Task prompt –
Copy the data below line for line, changing nothing.

The records –
********

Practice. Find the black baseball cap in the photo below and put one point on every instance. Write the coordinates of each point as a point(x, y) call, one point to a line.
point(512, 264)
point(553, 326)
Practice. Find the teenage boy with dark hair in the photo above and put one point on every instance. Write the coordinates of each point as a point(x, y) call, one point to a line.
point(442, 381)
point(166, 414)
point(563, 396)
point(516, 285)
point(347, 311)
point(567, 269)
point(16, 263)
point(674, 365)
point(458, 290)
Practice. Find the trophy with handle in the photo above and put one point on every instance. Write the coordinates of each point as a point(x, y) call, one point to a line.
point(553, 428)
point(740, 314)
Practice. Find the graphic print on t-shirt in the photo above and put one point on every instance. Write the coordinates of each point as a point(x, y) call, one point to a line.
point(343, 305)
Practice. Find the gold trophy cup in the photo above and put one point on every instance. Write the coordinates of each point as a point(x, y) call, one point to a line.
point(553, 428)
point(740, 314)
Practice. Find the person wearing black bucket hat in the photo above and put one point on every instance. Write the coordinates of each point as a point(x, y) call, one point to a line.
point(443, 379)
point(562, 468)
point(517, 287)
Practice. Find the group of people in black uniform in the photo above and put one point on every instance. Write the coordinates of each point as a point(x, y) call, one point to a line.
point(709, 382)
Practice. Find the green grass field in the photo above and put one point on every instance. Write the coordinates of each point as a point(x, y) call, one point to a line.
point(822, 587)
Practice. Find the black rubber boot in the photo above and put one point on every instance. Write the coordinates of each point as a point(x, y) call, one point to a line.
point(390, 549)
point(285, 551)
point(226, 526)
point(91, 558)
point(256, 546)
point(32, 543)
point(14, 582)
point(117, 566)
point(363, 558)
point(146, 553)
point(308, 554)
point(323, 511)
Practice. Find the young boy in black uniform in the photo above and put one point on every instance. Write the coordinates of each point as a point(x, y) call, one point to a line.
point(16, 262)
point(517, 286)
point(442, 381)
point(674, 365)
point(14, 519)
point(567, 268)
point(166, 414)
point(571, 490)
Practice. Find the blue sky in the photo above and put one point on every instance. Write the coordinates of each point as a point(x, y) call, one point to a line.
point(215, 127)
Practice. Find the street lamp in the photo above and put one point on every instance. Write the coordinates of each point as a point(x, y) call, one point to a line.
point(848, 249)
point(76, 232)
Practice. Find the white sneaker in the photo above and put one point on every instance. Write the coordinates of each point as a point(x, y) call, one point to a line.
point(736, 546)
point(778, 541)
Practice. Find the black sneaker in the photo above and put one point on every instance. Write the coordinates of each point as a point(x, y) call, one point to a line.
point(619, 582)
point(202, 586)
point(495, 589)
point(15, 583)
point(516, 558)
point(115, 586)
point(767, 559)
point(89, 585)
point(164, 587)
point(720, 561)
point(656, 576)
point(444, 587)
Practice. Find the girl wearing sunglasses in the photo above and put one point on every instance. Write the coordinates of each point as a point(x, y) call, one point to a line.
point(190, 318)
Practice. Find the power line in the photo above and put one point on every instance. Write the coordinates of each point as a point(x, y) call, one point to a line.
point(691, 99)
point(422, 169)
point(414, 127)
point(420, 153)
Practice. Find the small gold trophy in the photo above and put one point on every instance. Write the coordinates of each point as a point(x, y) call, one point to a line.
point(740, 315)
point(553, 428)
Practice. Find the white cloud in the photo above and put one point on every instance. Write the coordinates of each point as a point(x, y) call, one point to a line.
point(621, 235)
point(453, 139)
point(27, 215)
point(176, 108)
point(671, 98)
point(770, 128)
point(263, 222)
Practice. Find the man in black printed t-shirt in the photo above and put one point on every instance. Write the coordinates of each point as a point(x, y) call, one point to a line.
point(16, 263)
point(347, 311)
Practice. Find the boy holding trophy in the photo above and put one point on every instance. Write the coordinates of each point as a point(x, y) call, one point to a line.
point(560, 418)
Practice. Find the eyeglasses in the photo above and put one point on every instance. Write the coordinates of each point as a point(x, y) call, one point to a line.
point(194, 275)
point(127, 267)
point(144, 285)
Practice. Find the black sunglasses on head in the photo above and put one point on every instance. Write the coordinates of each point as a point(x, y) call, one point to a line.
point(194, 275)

********

Correct output –
Practice. Find the black baseball cap in the photo below and put one point on every instance. Write the coordinates of each point as a point(x, y) call, one point to a line.
point(512, 264)
point(553, 326)
Practice. Find the teenage boy with dark hair in the photo above and put one point on every instance. Write the coordinates of each point as a point(x, y) call, one point to a line.
point(442, 381)
point(166, 414)
point(563, 396)
point(516, 285)
point(347, 311)
point(567, 269)
point(16, 263)
point(674, 365)
point(458, 290)
Practice. Find the trophy with handle in the photo above and put one point on every instance. Write the coordinates of each point as a point(x, y) call, one point to a line.
point(553, 428)
point(740, 314)
Practice. Find the graphic print on t-shirt in the photo above and put one point on every instance. Write the coordinates of each point as a point(x, y) call, one point to a line.
point(343, 305)
Practice. Find the gold trophy cup in the photo above and put one point on every instance. Write the coordinates of each point as a point(x, y) call, one point to a line.
point(553, 428)
point(740, 314)
Practice. Find the person wearing black bucket hat in the photo above and put one point on every instance. Write the coordinates of each point as a point(x, y) call, one point to a line.
point(443, 379)
point(562, 468)
point(517, 287)
Practice. Find the group of people in black uniform in the photo above and put one point on every instance. Write the coordinates of each point as a point(x, y) call, one point to a line.
point(709, 382)
Practice. Find the green grass field in the photo above and put one point on every instance. Write the coordinates of each point as a point(x, y) call, one point to a line.
point(822, 587)
Practice. Find the black rubber boot in the photo above and put one point on every instance. Write the coordinates of each point as a point(x, y) call, one point to a line.
point(390, 549)
point(285, 551)
point(226, 526)
point(91, 558)
point(256, 546)
point(32, 543)
point(14, 582)
point(117, 566)
point(363, 558)
point(146, 553)
point(308, 554)
point(323, 511)
Practice. Find the young boy in black uniform in the photo above and put one point on every instance. Write the coordinates of each point as a point(x, y) call, one point to a line.
point(16, 262)
point(517, 286)
point(442, 381)
point(674, 365)
point(14, 519)
point(567, 268)
point(166, 414)
point(571, 490)
Practice. Find the blue sky in the photo above and put one point on every instance. Write the coordinates of each point as a point(x, y) call, one point to a line.
point(215, 127)
Practice. Find the street lamp in the photo above and put one point on every instance. Write the coordinates of each point as a point(x, y) call, one point to a line.
point(848, 249)
point(76, 232)
Practice. Find the white sneaker in the photo above and put one point on every instance. Write the coordinates of each point as a point(x, y) call, one point to a line.
point(736, 546)
point(778, 541)
Practice. Find the black sneaker in the photo above and put one point on every instance. Write the coordinates of each point as a point(x, y) call, one point to a line.
point(619, 582)
point(202, 586)
point(495, 589)
point(15, 583)
point(516, 558)
point(115, 586)
point(767, 559)
point(89, 585)
point(164, 587)
point(720, 561)
point(656, 576)
point(444, 587)
Practice. Find the girl wearing sunglasses in the photo above and put one point on every instance. Write the coordinates of each point as a point(x, y) call, one point to a line.
point(190, 318)
Practice. Find the power line in the photo above and put one point on every instance. Write the coordinates of each point as a point(x, y) call, one point to a line.
point(691, 99)
point(422, 169)
point(414, 127)
point(420, 153)
Practice. Find the small gold trophy in the photo above and put one point on every instance. Write the coordinates of each point as a point(x, y) call, one point to a line.
point(740, 315)
point(553, 428)
Practice. Find the white cloud in the photo above and put one point on every instance. Write the coordinates of each point as a point(x, y) call, one point to a line.
point(621, 235)
point(453, 139)
point(27, 215)
point(176, 108)
point(671, 98)
point(770, 128)
point(263, 222)
Practice. Find the man in black printed t-shirt in the photo above and put one point on every instance. Write the coordinates of each point as a point(x, y) call, one point to a line.
point(16, 263)
point(347, 311)
Practice. Find the boy holding trophy in the photo above and put one point on every instance. Write the coordinates of each point as a point(x, y) call, one point to a line.
point(560, 418)
Practice. Find the eyeglasses in the photo above and put one point on every instance. Write the coordinates of each point as a point(x, y) call, one point to a line.
point(194, 275)
point(127, 267)
point(144, 285)
Practice. Find the black sunglasses on head in the photo above and put one point on every instance. Write the coordinates of each point as a point(x, y) call, one point to a line.
point(194, 275)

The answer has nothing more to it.